━━━ Data provided ━━━

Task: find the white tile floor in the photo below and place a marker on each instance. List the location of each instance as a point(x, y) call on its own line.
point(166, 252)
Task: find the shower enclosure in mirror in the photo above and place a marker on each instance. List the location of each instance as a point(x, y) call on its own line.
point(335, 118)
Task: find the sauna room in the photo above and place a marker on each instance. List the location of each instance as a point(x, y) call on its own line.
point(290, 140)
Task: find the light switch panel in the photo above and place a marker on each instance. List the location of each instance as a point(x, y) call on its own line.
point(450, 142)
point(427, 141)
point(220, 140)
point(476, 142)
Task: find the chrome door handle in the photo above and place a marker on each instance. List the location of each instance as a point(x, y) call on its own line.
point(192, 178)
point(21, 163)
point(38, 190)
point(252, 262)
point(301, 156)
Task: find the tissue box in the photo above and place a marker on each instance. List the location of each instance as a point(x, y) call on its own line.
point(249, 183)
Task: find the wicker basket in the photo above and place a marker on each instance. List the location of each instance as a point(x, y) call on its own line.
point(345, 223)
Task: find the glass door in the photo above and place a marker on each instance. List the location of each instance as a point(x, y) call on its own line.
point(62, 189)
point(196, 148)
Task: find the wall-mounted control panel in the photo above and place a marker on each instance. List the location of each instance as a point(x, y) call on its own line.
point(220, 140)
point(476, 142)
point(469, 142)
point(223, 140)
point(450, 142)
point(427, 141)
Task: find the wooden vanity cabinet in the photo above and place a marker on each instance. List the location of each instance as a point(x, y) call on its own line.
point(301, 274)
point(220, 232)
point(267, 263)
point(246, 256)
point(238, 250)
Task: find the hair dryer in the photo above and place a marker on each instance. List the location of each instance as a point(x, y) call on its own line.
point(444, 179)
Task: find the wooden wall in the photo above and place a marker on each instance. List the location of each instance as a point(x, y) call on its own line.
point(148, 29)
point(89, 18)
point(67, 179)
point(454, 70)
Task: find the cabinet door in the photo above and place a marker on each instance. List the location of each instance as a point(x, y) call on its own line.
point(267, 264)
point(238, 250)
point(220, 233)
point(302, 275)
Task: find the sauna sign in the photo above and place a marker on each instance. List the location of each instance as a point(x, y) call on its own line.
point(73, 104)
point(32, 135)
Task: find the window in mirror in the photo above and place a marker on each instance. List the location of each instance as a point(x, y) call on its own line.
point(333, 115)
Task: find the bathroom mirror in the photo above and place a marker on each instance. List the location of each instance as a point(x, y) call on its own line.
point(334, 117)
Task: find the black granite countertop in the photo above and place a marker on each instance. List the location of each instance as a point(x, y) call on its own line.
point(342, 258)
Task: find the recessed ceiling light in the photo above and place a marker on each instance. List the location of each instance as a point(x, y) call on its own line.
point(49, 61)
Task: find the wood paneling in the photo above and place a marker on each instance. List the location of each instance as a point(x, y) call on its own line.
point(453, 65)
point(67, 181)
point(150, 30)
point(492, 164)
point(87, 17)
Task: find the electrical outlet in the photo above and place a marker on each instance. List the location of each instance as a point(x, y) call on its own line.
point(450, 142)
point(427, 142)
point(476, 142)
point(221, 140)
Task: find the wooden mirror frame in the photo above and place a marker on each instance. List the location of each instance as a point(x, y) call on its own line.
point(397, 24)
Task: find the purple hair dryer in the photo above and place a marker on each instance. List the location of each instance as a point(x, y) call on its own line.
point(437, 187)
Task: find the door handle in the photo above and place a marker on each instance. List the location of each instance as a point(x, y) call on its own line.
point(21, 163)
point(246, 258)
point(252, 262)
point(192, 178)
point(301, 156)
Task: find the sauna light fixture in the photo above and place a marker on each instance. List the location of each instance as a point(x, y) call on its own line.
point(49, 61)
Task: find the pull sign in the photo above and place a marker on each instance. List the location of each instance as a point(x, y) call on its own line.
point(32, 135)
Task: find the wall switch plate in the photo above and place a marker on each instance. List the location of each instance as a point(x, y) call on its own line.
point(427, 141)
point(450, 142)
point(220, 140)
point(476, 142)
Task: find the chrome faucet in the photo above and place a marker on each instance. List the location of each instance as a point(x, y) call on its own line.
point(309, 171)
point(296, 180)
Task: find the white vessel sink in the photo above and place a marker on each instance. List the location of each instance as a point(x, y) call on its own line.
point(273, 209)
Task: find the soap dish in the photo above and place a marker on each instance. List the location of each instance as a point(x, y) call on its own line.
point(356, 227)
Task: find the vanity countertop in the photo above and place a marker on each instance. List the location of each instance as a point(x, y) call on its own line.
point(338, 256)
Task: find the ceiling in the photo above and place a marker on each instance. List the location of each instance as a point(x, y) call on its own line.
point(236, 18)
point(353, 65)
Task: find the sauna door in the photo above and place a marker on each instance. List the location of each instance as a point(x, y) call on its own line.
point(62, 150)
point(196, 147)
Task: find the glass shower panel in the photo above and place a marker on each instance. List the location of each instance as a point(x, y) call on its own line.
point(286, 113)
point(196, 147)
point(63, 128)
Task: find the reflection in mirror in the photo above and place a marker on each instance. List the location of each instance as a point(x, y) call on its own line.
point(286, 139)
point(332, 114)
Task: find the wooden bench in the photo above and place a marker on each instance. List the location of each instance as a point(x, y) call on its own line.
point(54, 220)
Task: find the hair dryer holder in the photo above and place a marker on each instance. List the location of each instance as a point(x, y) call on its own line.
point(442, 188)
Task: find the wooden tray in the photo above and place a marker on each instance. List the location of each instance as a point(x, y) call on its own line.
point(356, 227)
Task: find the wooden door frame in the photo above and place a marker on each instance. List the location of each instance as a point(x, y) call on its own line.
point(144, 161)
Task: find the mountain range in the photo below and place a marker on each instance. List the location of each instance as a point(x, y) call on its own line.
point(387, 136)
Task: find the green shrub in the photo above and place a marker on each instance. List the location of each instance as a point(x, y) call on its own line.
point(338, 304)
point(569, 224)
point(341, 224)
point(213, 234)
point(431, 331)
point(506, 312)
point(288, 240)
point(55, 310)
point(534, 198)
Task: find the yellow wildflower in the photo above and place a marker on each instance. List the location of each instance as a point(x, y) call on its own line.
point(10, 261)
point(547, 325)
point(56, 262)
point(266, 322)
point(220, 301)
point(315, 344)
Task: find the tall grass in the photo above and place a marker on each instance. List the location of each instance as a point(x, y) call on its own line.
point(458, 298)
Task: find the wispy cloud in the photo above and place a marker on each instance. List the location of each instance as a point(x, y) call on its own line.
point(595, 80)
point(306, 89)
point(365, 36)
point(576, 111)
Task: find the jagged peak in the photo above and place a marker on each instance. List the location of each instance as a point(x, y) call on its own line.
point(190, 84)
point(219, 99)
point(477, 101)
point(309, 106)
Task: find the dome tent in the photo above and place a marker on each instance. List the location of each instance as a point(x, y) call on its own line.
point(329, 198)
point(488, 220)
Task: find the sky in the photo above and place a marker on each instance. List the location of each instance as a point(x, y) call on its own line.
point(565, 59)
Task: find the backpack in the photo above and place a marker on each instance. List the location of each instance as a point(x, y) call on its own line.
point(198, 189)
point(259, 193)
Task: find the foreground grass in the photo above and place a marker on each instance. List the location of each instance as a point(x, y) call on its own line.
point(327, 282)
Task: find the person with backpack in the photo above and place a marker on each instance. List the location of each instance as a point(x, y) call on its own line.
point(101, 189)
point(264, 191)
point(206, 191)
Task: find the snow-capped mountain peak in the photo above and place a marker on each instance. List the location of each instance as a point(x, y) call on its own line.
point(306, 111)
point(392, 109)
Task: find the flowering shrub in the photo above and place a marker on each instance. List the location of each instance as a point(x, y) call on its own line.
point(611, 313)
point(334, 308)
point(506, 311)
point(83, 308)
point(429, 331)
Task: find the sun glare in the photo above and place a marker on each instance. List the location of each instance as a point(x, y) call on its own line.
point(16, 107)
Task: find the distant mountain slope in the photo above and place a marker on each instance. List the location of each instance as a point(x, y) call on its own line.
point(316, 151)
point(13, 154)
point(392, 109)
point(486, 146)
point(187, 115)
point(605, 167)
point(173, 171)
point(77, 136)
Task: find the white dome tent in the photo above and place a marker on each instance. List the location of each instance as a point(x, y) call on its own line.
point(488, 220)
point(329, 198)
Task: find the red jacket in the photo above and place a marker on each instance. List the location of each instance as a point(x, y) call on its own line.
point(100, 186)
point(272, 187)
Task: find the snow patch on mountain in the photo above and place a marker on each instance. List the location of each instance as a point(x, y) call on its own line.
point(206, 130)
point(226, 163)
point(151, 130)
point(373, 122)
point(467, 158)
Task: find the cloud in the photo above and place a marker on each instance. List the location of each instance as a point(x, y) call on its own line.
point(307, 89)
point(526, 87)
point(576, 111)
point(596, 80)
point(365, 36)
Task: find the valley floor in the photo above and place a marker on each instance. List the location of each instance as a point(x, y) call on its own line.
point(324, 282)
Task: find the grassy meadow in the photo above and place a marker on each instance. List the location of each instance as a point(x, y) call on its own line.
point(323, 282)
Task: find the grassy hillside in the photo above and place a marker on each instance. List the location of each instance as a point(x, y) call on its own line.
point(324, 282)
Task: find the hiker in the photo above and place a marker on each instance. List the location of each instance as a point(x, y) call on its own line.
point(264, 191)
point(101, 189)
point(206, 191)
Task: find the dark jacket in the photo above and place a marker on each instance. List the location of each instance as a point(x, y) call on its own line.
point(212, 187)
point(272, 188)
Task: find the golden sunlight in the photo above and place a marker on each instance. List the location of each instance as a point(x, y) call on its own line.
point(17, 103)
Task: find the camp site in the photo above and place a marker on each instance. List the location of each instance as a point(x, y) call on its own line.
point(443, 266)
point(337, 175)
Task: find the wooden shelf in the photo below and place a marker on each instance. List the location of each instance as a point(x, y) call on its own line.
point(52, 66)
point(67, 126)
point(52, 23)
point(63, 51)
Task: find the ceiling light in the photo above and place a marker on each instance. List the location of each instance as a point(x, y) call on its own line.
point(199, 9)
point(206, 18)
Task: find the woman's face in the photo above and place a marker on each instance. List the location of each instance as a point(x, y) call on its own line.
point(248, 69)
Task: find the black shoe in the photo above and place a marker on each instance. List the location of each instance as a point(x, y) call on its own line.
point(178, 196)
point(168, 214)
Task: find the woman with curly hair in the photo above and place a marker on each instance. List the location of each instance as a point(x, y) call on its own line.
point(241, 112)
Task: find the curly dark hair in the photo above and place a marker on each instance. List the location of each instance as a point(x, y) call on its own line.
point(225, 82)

━━━

• _Your objective_
Put the lines of the records into a Markdown table with the columns Row and Line, starting with the line that contains "Task: find the golden" and going on through the end of the records. Number each line under Row, place its text under Line, and leave out any blank lines.

• _Final result_
| Row | Line |
|---|---|
| 1 | Task: find the golden sunlight in the photo above and place a marker on each instance. List the location of each instance as a point(x, y) call on its own line. |
| 2 | point(17, 103) |
| 3 | Task: find the camp site in the photo above and place a marker on each instance. List the location of each instance as a point(x, y) call on its own line. |
| 4 | point(443, 266) |
| 5 | point(337, 175) |
| 6 | Task: find the wooden shelf in the photo below and place a marker on each instance. List the location of each instance as a point(x, y) call on its own line. |
| 7 | point(52, 66) |
| 8 | point(67, 126) |
| 9 | point(52, 23) |
| 10 | point(63, 51) |
| 11 | Task: find the ceiling light in the photo above and place a marker on each instance. List the location of each instance as a point(x, y) call on its own line. |
| 12 | point(199, 9) |
| 13 | point(206, 18) |
| 14 | Task: find the woman's face in the photo above and place a marker on each instance. List the location of each instance as a point(x, y) call on its own line. |
| 15 | point(248, 69) |
| 16 | Task: find the black shoe in the photo above and place a marker on each instance. List the location of each instance as a point(x, y) call on its own line. |
| 17 | point(178, 196) |
| 18 | point(168, 214) |
| 19 | Task: find the woman with curly hair in the photo above and place a marker on each instance. List the location of each instance as a point(x, y) call on its own line. |
| 20 | point(241, 112) |
| 21 | Task: find the curly dark hair in the photo above and place a marker on each instance. List the location of each instance as a point(x, y) call on its own line. |
| 22 | point(225, 82) |